What you have to do =>
Lines before the one containing "Class, locate every instance of the toilet bowl" are excluded; reproduce that line and all lines after it in the entries below, exactly.

Data listing =>
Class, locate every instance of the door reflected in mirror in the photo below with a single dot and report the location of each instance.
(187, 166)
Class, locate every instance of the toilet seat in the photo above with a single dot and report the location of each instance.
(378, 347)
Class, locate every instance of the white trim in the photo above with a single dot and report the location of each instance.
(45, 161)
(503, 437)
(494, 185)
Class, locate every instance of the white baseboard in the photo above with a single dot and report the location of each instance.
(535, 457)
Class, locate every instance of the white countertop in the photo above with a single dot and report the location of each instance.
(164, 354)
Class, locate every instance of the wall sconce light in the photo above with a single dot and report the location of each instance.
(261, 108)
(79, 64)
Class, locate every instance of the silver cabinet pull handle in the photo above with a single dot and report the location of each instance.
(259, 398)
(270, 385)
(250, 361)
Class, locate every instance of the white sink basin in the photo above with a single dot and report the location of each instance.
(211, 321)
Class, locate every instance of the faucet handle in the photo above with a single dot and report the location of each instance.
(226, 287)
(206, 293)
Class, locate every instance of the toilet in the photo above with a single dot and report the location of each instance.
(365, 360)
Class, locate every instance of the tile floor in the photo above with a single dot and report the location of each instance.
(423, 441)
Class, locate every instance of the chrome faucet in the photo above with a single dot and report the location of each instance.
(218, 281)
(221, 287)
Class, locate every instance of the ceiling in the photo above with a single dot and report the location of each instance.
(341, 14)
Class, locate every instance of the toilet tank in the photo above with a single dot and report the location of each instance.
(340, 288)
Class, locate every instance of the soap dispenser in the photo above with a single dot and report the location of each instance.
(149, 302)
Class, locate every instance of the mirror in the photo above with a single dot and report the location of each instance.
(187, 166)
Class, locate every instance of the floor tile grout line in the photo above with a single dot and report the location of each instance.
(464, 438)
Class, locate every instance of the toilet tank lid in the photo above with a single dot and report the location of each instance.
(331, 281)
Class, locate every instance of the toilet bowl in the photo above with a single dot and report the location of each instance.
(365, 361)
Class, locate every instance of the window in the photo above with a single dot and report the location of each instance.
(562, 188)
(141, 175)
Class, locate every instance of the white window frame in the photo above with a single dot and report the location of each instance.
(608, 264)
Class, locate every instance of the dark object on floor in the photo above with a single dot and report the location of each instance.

Task answer =>
Class, locate every instance of the toilet bowl in the photo above with a single dot and report the location of each instance.
(365, 361)
Class, locate every instance of the window in the photo above with a single dot and report the location of each instance.
(562, 188)
(141, 175)
Class, locate every instance of the white window frame in the photo above with a single dot and report the location of each instance.
(608, 264)
Class, locate every instance of the dark object on floor in the photo above with a single dot and report the location of each instance.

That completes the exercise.